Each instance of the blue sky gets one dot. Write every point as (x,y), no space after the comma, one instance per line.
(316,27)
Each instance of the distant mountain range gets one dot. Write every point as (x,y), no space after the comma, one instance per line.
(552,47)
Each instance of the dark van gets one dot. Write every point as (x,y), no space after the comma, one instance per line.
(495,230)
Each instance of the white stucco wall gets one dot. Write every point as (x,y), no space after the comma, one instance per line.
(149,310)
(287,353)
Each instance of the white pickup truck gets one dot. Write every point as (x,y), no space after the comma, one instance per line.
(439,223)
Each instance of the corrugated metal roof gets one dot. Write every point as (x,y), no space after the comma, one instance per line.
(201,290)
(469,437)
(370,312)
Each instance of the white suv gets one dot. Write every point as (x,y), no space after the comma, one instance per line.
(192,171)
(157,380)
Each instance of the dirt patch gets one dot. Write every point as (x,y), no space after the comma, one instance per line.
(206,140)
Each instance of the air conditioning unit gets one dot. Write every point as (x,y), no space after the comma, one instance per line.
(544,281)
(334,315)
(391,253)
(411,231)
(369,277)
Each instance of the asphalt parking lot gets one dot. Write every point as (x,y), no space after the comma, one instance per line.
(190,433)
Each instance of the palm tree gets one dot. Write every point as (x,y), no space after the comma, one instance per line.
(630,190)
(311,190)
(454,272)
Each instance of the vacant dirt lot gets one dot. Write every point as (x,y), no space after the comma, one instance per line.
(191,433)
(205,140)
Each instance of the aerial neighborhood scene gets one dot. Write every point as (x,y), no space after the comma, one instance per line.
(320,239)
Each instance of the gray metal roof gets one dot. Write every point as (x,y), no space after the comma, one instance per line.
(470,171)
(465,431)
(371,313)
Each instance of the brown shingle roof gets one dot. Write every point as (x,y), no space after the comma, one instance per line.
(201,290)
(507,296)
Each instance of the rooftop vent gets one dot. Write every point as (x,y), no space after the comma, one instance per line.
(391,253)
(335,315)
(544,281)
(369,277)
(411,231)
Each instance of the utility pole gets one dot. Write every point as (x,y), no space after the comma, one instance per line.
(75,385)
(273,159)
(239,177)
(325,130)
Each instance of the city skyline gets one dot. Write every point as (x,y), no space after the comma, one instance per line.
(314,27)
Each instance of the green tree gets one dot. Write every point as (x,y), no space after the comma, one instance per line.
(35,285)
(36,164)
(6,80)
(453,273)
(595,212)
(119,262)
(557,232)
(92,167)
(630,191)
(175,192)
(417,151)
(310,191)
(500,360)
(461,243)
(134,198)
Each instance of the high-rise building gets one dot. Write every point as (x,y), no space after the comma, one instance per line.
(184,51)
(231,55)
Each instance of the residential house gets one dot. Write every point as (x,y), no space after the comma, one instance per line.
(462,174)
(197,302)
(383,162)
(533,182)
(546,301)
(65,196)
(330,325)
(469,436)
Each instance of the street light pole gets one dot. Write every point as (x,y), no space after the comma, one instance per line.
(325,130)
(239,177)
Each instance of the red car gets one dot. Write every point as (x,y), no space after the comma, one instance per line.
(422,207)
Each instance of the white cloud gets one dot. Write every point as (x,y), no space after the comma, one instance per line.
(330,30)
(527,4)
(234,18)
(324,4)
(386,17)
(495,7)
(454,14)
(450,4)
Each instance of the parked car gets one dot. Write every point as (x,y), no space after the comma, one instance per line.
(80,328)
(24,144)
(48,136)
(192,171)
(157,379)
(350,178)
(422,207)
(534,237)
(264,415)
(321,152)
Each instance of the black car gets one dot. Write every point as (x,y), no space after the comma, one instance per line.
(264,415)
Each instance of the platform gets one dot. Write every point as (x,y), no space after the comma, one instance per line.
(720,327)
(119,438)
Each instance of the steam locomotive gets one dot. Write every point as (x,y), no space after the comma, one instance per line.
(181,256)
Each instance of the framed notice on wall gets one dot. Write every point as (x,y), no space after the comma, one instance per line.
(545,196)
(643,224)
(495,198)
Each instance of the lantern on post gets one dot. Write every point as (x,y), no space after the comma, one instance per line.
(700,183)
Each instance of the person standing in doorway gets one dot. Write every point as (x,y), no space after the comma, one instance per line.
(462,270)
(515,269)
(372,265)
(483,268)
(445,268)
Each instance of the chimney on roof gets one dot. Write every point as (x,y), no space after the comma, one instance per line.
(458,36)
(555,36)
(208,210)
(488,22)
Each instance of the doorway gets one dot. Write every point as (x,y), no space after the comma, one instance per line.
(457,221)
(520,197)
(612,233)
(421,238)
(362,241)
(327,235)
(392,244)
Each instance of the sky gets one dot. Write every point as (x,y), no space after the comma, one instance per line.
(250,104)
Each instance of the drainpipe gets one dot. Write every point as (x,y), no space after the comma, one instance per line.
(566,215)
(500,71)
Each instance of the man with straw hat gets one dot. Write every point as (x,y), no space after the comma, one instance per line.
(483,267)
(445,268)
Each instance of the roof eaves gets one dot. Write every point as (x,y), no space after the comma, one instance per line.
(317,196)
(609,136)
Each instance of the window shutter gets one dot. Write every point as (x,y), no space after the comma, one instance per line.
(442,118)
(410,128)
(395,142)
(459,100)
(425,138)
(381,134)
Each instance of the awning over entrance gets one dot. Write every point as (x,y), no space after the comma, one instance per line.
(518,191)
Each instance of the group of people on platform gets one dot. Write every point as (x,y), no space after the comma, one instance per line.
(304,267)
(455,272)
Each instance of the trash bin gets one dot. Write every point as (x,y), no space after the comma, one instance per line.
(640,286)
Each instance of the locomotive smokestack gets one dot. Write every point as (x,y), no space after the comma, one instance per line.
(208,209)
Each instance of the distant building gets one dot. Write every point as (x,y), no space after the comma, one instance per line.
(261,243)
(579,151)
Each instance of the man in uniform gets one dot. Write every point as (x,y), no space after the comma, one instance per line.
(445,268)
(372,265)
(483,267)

==================================================

Write out all of the records above again, reproducing every line word for word.

Each instance of the blue sky gets one dot. Write every point as (x,y), no space after the comma, one instance per line.
(316,27)
Each instance of the distant mountain range gets one dot. Write every point as (x,y), no space after the comma, one instance per line.
(552,47)
Each instance of the dark van gets one dot. Write every point as (x,y), no space after the comma, one instance per line.
(495,230)
Each instance of the white stucco wall gets one dot. Write every point as (x,y), no space after the comma, one instance per line.
(149,310)
(287,353)
Each instance of the white pickup truck gets one dot. Write every point as (x,y), no space after the comma, one instance per line.
(439,223)
Each instance of the corrugated metal roof gets one dot. Write every point as (x,y), no space after the comma, one instance per line.
(201,290)
(469,437)
(370,312)
Each instance of the white suv gets one dot. Write every point as (x,y), no space after the comma, one instance per line.
(192,171)
(157,380)
Each instance of the dirt patch gets one dot. Write every point as (x,y), no space after the comma, one instance per line.
(206,140)
Each instance of the air conditioning unit gets one dot. Write every point as (x,y), no space after the comma, one instance per line.
(544,281)
(334,315)
(391,253)
(411,231)
(369,277)
Each instance of the asphalt parking lot gets one dot. Write every point as (x,y), no space after the comma, one instance per line.
(190,433)
Each instance of the palm tree gets one dot. Write every point as (x,y), no space after the comma, one instance per line.
(630,190)
(311,190)
(454,272)
Each instance of the vacant dirt lot gets one dot. Write every point as (x,y), no space after the comma, one instance per line.
(191,433)
(205,140)
Each instance of the aerial neighborhood scene gets one dot. Write every point as (x,y), no space after the comma, one instance per line.
(320,239)
Each instance of the gray metal roof gets one dot. Write every point as (x,y), no space after the comma, one instance per line.
(470,171)
(465,431)
(371,313)
Each instance of the brown shingle roof gets one dot. Write every point as (x,y), no space after the comma, one instance per line.
(201,290)
(507,296)
Each instance of the rooftop vent gets one dot. Write every point as (x,y), no space after the comma, one instance per line.
(391,253)
(335,315)
(544,281)
(369,277)
(411,231)
Each instance of the utility pole gets one dot. Write every point as (x,y), no space after the comma, one instance per line.
(75,385)
(273,159)
(239,177)
(325,130)
Each instance of the city skyline gets one dot. Write every point as (x,y), no space after the comma, one instance per line.
(314,27)
Each instance of the green tree gets one dot. Write every point as (x,y), no space after the comma, one instance per line.
(35,285)
(36,164)
(6,80)
(453,273)
(595,212)
(119,262)
(557,232)
(92,167)
(630,191)
(175,192)
(417,151)
(310,191)
(500,360)
(461,243)
(134,198)
Each instance of the high-rise building gets one dot. Write every point as (x,y), no space after the comma, one instance per line.
(184,51)
(231,55)
Each instance of the residential house gets one dot. Write every point as (x,y), no space after the comma, one instance per line.
(462,174)
(197,302)
(383,162)
(533,182)
(546,301)
(65,196)
(330,325)
(469,436)
Each instance of the street light pole gets one dot. Write every point as (x,y), no space after the comma, one instance per line.
(325,130)
(239,177)
Each instance of the red car gets one dot. Write every point as (x,y), no space after the comma, one instance per line.
(422,207)
Each instance of the white cloud gets one dot. Write every point as (x,y), no space after the comma, one instance per line.
(330,30)
(527,4)
(234,18)
(324,4)
(386,17)
(495,7)
(454,14)
(450,4)
Each instance of the parked car gets one dot. Write every point as (x,y), no space after the comma, one instance per line.
(80,328)
(24,144)
(48,136)
(192,171)
(157,379)
(350,178)
(422,207)
(534,237)
(264,415)
(321,152)
Each instance of the black car gets one dot. Write every point as (x,y), no space after the comma, one instance per line.
(264,415)
Each instance of the platform gets one dot. Write every point as (x,y), no space after the comma, one instance per line.
(720,327)
(119,438)
Each instance of the steam locomotive gets one dot. Write every point as (x,y), no space after the comma, one instance per line.
(181,256)
Each instance of the framed notice on wall gets one dot. Write every point as (x,y), no space after the comma, one instance per line.
(545,196)
(643,224)
(495,198)
Each instance of the lantern on post gets one dot. Write every point as (x,y), no space after the comma, one instance per line.
(700,183)
Each instance of the person standing in doorway gets one dot. Write every point as (x,y), no space after the comma, one instance per line.
(462,270)
(515,269)
(372,265)
(483,268)
(445,268)
Each instance of the chimney on roof gets one dot. Write every point as (x,y), no space after the comma, one instance per line.
(458,36)
(555,36)
(208,210)
(488,22)
Each instance of the doorway gets one dot. Write every point as (x,y), no space after the comma, one instance per line.
(457,221)
(520,197)
(612,233)
(421,238)
(362,241)
(327,235)
(392,244)
Each instance of the sky gets one dot. Write every point as (x,y), no space after the comma, one instance per line.
(250,104)
Each instance of the drainpipe gets one dot. Write every point as (x,y), no space after the comma, one instance per line.
(566,215)
(500,71)
Each instance of the man with straw hat gets one dot. Write every point as (x,y), no space after the comma, one instance per line.
(483,267)
(445,268)
Each instance of the roof eaves gets one dot. Write every point as (x,y), no space after the comma, one instance per line.
(317,196)
(609,136)
Each instance of the window shutter gets one dot. Write every point as (x,y), no space after the comma, one instance per line.
(442,118)
(410,128)
(395,142)
(459,100)
(425,138)
(381,134)
Each instance of the awning over entrance gets one dot. Write every point as (x,y), no space after the comma, one instance per line.
(518,191)
Each instance of the group of people on platform gets one dot. Write every point as (x,y), no space after the comma, one instance per line.
(304,267)
(455,272)
Each instance of the trash bin gets one dot. Write every point as (x,y), no space after the comma, one instance per line.
(640,286)
Each instance of the locomotive smokestack gets one dot. Write every point as (x,y), no space after the comma, one instance per line.
(208,209)
Each instance of the distant building gets one dot. Write every point as (x,y), no space after the comma, one instance per line.
(261,243)
(579,151)
Each instance of the man in uniform gets one dot. Write every point as (x,y), no space after the comma, one instance per line.
(445,268)
(372,265)
(483,267)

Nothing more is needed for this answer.